Set task:
Rescale everything below, from the line containing "formatted like (75,19)" down to the end of the lines, and reproduce those lines in full, requests included, with each coordinate in the answers multiplied by 1.55 and rounded to a whole number, halves rounding up. The numbers in the requests and their format samples stay unchanged.

═══ Dataset extract ═══

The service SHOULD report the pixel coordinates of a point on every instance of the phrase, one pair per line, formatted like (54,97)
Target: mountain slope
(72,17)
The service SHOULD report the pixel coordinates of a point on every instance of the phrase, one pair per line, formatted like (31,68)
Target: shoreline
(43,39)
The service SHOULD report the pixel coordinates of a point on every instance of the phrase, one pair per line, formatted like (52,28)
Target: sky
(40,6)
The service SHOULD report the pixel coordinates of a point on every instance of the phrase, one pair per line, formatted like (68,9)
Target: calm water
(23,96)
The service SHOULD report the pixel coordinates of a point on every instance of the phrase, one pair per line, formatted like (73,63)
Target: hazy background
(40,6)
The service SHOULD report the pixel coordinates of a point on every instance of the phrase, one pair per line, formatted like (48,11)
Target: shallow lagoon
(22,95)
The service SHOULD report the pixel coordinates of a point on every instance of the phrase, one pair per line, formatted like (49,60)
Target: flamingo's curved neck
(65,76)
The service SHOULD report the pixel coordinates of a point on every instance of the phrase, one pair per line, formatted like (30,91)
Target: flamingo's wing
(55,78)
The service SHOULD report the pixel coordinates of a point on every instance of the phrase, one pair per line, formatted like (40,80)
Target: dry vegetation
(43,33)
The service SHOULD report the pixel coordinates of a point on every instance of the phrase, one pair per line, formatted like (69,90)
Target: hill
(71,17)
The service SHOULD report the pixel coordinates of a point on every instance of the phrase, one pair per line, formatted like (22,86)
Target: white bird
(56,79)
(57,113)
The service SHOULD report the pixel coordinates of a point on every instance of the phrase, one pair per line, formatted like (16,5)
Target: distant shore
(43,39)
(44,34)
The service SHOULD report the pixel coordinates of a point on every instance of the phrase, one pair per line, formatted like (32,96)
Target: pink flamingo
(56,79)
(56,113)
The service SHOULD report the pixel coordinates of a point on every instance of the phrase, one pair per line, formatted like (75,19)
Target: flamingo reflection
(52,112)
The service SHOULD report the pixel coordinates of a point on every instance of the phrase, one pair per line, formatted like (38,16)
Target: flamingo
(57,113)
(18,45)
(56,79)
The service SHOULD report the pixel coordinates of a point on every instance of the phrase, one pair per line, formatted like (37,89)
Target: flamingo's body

═══

Answer for this exercise:
The service SHOULD report the pixel coordinates of a point on every instance of the phrase, one pair per line, formatted like (75,19)
Target: flamingo reflection
(81,174)
The service SHOULD report the pixel coordinates of a point on every instance of the phrase, one pair per line, formatted like (38,16)
Target: flamingo
(88,175)
(28,70)
(87,122)
The service SHOULD report the pixel coordinates of a point on every instance of the phrase, one pair per line, formatted like (37,89)
Target: flamingo's body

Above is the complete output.